[Your objective]
Resume the personal account below about quitting adderall, picking up right after its final sentence.

[Text shown]
########################################

I had decided to come off of adderall in addition to lamictal, weed, and still working on klonopin.
The biggest motivator for me was that I felt like I was so sick of being dependent on these
expensive meds. I've never been able to afford health insurance and in the past few years,
it’s become more and more difficult to afford doctor visits and prescriptions. It just started
to become a hassle, and to top it off I didn't feel like I was doing any better on all these
meds. I can't say they aren't useful, and can be great if you have access, and are under
the careful supervision of specialists who actually care. Often that is not the case however.
I'am still currently on prozac, lithium, and still ever slowly tapering klonopin. I don't feel
ready to come off of prozac and lithium just yet. They are helping to take the edge off from
the lengthy protracted withdrawal symptoms that I'm still having because of my long-term
use of adderall. I have used adderall for 10 years or more with few short breaks from
the drug in that time. I rarely used more than the recommended dose, and never felt
that I was addicted. Although, I was definitely dependent, because I relied on them to function.
When coming off of adderall, I had to taper slowly. I did it over the course of one month's
worth of a fill. I was on IR 20mg twice a day but often didn't take that much because of
the crash. I had tried XR, but still preferred IR because I could control when it would kick in
and how much I used eazier, and of course they are cheaper.
As I was saying earlier, I had used my final fill of addies and stretched/tapered them out over
a period of a couple months or so, maybe longer. I can’t remember because during this time I
also used weed to help deal with my cravings from addy withdrawal. I want to add that during
this time and currently. I haven’t been working a legitimate job which could make it more difficult
to quit addies if you do. For me personally, I could not have made it through the unfunctional
stretch of addy withdrawal, without a little charity from friends and family. I think this is the worst
part of the pill of quitting addies that you have to swallow.

########################################

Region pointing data

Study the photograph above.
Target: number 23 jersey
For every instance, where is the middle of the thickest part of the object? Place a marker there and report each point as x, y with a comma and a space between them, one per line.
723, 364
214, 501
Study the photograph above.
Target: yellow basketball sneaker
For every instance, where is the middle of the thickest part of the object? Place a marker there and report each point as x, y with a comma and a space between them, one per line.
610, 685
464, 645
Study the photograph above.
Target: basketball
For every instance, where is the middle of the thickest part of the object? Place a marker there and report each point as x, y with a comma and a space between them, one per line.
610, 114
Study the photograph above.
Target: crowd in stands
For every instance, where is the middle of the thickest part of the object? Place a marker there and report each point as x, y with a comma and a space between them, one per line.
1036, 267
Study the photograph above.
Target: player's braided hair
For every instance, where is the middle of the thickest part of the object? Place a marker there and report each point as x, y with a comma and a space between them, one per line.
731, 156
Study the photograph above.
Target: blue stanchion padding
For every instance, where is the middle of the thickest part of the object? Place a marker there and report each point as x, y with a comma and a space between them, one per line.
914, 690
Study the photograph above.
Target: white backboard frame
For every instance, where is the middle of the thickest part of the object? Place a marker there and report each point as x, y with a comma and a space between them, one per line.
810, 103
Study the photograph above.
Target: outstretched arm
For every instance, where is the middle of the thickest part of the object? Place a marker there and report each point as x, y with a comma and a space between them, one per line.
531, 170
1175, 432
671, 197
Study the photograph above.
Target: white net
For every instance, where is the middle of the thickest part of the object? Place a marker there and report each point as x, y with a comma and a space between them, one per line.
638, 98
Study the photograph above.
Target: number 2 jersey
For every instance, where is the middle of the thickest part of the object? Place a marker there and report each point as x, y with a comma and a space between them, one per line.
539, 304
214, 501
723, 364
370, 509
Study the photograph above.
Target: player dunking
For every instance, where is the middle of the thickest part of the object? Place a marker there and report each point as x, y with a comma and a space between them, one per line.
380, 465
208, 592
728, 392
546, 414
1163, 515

########################################

[Response area]
I’m not suggesting that anybody needs to smoke weed to come off of addies, but at the time
it was available to me and I was so miserable that I felt like I needed it to deal. Of course it didn’t
help my motivation and stuff but it did help to take the edge off. I have recently decided to give
weed up also, but I do miss it. However, being ADD and not on the hyperactive end, it can make
me really lazy and my concentration worse lol! I believe I misused it, and used it as a mood stabilizer
to level me out when I felt on edge from adderall.
I can’t say I will never smoke weed again, but I find that when it’s around that I tend to become
a daily user. For me, that is not good, as I’am aware that I have some susceptibility toward becoming
addicted to certain substances. It really depends on your particular brain chemistry, and what
naturally occurring chemicals may be deficient to begin with. Not every drug is addictive in the
same way from one person to the next for this reason. Hopefully, this can help someone else
who is trying to quit some things. Best of luck!